* Input records:
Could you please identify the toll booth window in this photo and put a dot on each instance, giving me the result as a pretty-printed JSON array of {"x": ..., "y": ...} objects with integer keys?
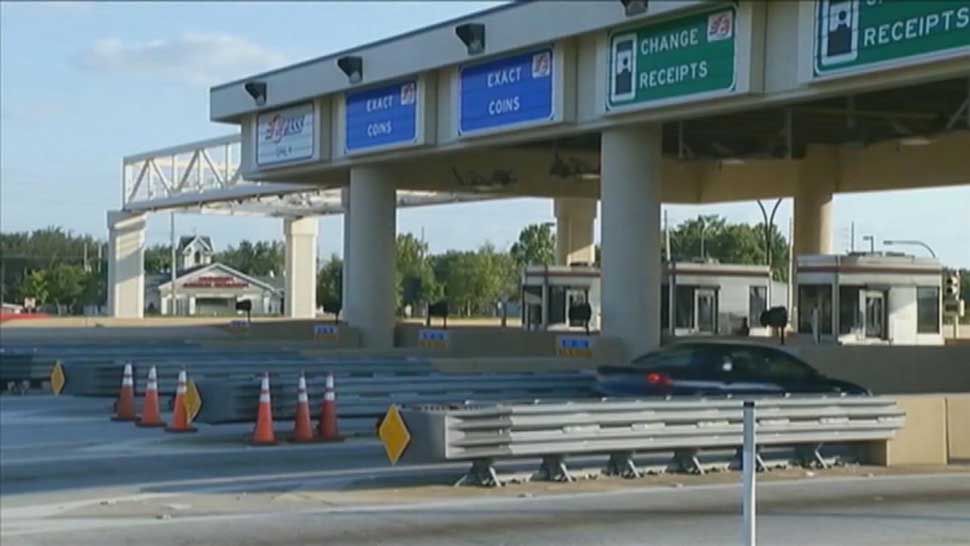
[
  {"x": 815, "y": 296},
  {"x": 850, "y": 319},
  {"x": 684, "y": 307},
  {"x": 757, "y": 303},
  {"x": 927, "y": 310},
  {"x": 664, "y": 307},
  {"x": 557, "y": 305}
]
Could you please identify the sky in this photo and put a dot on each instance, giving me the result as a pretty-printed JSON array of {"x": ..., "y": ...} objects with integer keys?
[{"x": 84, "y": 84}]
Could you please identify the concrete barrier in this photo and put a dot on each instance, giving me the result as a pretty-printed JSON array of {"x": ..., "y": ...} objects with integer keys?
[
  {"x": 893, "y": 369},
  {"x": 922, "y": 440},
  {"x": 488, "y": 341},
  {"x": 958, "y": 427}
]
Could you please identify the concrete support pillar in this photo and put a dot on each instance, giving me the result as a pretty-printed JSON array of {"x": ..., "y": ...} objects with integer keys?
[
  {"x": 817, "y": 177},
  {"x": 574, "y": 230},
  {"x": 126, "y": 264},
  {"x": 301, "y": 267},
  {"x": 370, "y": 286},
  {"x": 630, "y": 192}
]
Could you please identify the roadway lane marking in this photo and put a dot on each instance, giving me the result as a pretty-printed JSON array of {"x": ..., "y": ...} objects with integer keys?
[{"x": 48, "y": 526}]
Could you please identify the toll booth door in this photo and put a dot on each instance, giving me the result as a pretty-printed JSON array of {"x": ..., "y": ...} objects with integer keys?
[{"x": 705, "y": 309}]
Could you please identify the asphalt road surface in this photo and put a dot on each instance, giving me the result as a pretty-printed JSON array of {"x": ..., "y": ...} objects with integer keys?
[{"x": 68, "y": 476}]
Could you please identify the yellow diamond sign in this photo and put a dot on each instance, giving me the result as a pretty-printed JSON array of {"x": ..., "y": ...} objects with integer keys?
[
  {"x": 57, "y": 378},
  {"x": 192, "y": 400},
  {"x": 394, "y": 433}
]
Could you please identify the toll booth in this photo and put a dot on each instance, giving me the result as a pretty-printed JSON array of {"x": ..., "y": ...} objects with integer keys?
[
  {"x": 870, "y": 298},
  {"x": 709, "y": 298},
  {"x": 713, "y": 298},
  {"x": 549, "y": 291}
]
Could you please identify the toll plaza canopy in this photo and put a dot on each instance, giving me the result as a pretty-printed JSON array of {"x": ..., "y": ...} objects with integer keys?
[{"x": 629, "y": 102}]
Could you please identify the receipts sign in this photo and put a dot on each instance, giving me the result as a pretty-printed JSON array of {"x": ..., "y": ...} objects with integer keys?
[
  {"x": 382, "y": 117},
  {"x": 682, "y": 58},
  {"x": 856, "y": 34},
  {"x": 283, "y": 136},
  {"x": 507, "y": 92}
]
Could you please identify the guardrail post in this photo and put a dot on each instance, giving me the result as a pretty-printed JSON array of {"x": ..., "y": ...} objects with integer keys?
[{"x": 749, "y": 471}]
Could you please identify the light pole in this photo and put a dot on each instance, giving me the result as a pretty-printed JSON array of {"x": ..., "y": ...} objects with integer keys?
[{"x": 912, "y": 243}]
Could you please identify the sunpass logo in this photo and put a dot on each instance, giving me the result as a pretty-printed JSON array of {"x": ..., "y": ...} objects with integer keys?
[{"x": 282, "y": 126}]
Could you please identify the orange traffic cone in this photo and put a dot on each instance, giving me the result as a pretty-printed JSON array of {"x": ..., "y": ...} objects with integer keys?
[
  {"x": 328, "y": 414},
  {"x": 151, "y": 415},
  {"x": 302, "y": 428},
  {"x": 180, "y": 415},
  {"x": 125, "y": 407},
  {"x": 263, "y": 434}
]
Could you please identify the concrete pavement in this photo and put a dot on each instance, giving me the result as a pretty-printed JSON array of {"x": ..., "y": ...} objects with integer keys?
[{"x": 69, "y": 476}]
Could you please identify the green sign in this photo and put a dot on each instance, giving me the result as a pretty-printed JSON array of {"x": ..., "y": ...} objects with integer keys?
[
  {"x": 854, "y": 34},
  {"x": 684, "y": 57}
]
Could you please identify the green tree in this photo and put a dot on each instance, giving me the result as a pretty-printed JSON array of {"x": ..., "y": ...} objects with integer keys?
[
  {"x": 255, "y": 259},
  {"x": 34, "y": 285},
  {"x": 416, "y": 283},
  {"x": 330, "y": 282},
  {"x": 65, "y": 284},
  {"x": 536, "y": 246},
  {"x": 158, "y": 259},
  {"x": 474, "y": 281},
  {"x": 712, "y": 237}
]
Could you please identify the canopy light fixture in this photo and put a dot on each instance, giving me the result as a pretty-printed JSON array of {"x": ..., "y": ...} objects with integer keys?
[
  {"x": 353, "y": 67},
  {"x": 473, "y": 36},
  {"x": 257, "y": 90},
  {"x": 634, "y": 7}
]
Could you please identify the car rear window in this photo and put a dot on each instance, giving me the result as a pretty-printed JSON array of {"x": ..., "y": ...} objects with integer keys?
[{"x": 673, "y": 358}]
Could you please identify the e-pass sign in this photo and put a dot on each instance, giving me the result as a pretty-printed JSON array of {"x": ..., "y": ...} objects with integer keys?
[
  {"x": 508, "y": 92},
  {"x": 856, "y": 34},
  {"x": 681, "y": 58},
  {"x": 284, "y": 136},
  {"x": 574, "y": 346},
  {"x": 325, "y": 332},
  {"x": 382, "y": 117},
  {"x": 433, "y": 339}
]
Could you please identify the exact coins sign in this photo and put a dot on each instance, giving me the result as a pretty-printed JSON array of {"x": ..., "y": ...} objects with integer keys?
[
  {"x": 855, "y": 34},
  {"x": 382, "y": 117},
  {"x": 285, "y": 136},
  {"x": 508, "y": 92},
  {"x": 675, "y": 60}
]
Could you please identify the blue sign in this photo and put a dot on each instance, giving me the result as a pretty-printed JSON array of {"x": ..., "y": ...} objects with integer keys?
[
  {"x": 510, "y": 91},
  {"x": 382, "y": 117}
]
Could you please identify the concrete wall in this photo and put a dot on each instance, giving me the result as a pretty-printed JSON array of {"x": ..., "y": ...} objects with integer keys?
[
  {"x": 958, "y": 427},
  {"x": 922, "y": 440},
  {"x": 502, "y": 342},
  {"x": 893, "y": 370}
]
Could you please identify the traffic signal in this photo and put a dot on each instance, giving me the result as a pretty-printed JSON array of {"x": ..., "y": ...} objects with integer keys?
[{"x": 951, "y": 286}]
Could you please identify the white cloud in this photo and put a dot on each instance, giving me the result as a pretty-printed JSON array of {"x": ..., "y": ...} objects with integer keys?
[{"x": 195, "y": 58}]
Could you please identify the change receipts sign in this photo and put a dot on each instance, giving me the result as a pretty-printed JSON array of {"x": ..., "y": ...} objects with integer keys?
[
  {"x": 683, "y": 57},
  {"x": 857, "y": 34}
]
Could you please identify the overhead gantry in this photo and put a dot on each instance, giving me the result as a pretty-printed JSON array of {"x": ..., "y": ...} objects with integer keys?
[{"x": 630, "y": 103}]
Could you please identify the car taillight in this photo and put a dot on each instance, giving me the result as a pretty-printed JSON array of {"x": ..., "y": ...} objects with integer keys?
[{"x": 658, "y": 379}]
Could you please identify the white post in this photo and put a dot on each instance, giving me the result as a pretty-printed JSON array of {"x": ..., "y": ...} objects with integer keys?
[
  {"x": 749, "y": 463},
  {"x": 630, "y": 193},
  {"x": 126, "y": 264},
  {"x": 346, "y": 275},
  {"x": 301, "y": 267},
  {"x": 574, "y": 230},
  {"x": 370, "y": 292}
]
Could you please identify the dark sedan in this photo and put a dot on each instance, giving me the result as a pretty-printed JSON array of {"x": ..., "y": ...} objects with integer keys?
[{"x": 717, "y": 369}]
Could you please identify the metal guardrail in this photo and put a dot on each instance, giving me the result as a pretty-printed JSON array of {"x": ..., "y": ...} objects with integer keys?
[
  {"x": 622, "y": 428},
  {"x": 86, "y": 379},
  {"x": 227, "y": 401}
]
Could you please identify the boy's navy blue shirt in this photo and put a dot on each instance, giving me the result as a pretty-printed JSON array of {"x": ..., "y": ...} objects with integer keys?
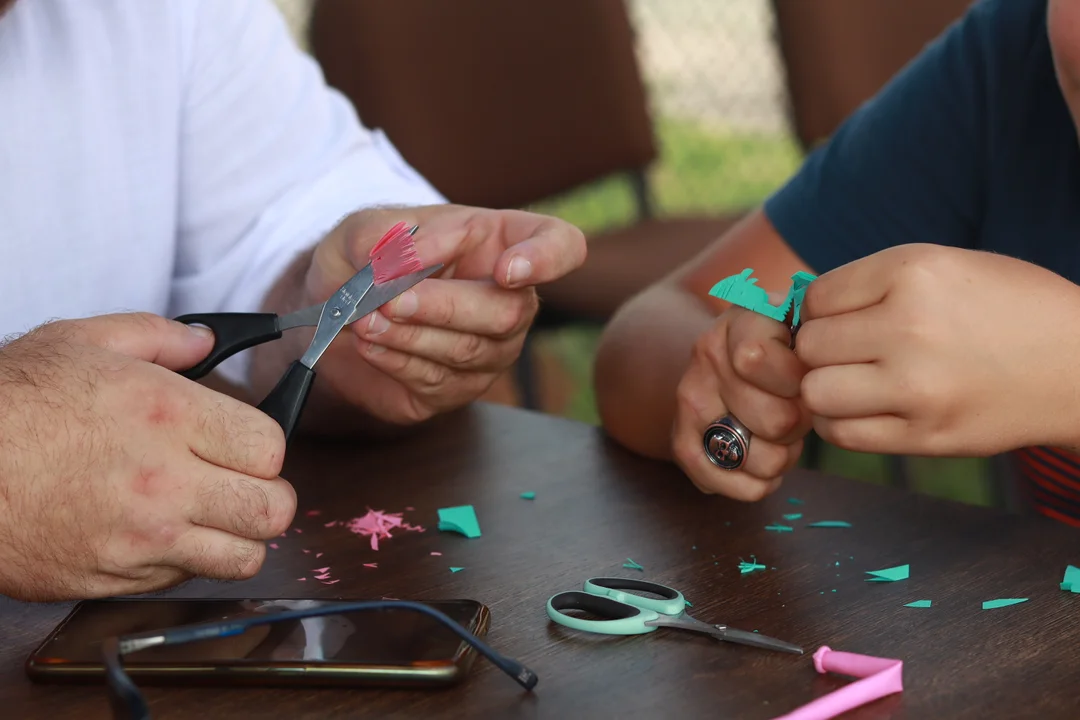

* Problem description: State how many lines of the records above contain the word "green". Give only the number.

* Correct answer: 2